- Problem statement -
Copy the part of the data that opens with the line containing "of the deep" and closes with the final line of the data. Keep every line unchanged.

....

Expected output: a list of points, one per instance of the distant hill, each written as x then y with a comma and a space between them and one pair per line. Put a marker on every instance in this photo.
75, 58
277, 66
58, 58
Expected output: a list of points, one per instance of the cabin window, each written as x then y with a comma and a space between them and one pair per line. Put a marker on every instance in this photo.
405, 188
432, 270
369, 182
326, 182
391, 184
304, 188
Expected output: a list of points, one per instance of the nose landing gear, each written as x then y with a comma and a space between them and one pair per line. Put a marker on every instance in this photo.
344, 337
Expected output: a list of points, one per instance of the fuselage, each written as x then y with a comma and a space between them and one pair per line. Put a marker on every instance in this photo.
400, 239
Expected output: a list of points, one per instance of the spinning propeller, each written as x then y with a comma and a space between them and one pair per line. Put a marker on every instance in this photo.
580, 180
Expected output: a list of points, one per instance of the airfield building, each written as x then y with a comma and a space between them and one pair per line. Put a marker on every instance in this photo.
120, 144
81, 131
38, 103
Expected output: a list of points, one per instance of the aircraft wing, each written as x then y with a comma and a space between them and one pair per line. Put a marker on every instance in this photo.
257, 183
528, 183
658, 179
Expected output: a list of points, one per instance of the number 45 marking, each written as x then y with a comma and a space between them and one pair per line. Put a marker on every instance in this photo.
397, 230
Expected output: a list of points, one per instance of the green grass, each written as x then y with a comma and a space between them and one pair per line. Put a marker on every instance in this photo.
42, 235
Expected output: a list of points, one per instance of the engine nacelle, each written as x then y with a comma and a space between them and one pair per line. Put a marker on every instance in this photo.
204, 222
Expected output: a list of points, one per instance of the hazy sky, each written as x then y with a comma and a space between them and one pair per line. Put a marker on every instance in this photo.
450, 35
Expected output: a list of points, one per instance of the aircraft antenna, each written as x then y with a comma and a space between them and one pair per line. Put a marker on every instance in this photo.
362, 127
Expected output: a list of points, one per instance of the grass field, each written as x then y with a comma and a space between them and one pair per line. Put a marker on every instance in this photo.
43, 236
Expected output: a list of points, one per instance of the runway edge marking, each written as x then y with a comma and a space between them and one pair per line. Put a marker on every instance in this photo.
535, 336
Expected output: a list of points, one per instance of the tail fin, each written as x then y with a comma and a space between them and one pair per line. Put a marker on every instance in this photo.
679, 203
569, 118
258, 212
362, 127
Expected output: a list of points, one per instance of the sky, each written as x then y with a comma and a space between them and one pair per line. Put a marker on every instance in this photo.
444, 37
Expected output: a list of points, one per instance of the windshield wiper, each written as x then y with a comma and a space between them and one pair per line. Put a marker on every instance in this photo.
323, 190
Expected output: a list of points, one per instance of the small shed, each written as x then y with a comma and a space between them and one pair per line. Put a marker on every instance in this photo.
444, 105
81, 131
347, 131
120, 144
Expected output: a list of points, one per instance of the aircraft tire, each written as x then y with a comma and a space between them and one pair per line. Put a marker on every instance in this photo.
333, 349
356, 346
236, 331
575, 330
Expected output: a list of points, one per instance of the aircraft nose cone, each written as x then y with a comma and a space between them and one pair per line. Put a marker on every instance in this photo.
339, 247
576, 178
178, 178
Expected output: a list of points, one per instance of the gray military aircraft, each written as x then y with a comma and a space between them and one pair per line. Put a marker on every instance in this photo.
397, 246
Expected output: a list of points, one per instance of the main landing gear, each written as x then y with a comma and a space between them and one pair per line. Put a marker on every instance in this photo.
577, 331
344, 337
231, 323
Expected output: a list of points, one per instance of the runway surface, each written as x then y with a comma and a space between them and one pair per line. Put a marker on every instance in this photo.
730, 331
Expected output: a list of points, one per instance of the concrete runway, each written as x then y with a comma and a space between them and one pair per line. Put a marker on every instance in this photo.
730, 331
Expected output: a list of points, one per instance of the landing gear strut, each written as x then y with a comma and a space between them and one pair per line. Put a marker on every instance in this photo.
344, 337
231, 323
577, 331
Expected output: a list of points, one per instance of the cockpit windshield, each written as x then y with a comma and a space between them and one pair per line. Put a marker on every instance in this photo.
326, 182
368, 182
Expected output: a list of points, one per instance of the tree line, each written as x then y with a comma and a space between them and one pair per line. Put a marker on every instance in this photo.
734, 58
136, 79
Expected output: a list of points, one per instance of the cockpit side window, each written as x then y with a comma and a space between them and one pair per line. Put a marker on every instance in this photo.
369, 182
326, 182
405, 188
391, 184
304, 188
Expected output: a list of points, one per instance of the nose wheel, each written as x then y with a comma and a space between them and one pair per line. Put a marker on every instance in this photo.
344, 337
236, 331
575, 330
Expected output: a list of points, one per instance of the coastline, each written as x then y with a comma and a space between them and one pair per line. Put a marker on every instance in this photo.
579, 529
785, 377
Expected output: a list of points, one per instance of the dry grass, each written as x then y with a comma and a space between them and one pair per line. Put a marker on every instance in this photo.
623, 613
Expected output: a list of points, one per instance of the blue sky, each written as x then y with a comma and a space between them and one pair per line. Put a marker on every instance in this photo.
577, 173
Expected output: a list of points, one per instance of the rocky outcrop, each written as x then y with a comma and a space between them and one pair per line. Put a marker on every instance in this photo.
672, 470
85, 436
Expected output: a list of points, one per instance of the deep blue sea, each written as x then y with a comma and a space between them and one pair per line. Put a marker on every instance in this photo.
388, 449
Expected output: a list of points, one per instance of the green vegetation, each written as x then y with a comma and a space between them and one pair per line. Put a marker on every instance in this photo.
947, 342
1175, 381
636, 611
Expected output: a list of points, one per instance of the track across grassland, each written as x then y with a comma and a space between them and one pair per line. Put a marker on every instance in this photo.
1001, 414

....

- Task result -
Expected output: a list of points, one per instance of the deep blue sea, each written as x then y with a comma and a space between them and one pair per line. Put a marker on every instance in this photo.
388, 449
Expected output: a list of points, one per instance of the green vegetation, each written as x then y with a comma and a space between them and one pair per line. Put a marker on every instance in this photo.
947, 342
1175, 381
636, 611
Expected output: a list of points, one per instance of the track across grassland, each written as x then y with a comma and a space between them and one pair per line. Put a marker on every instance in this photo.
1001, 414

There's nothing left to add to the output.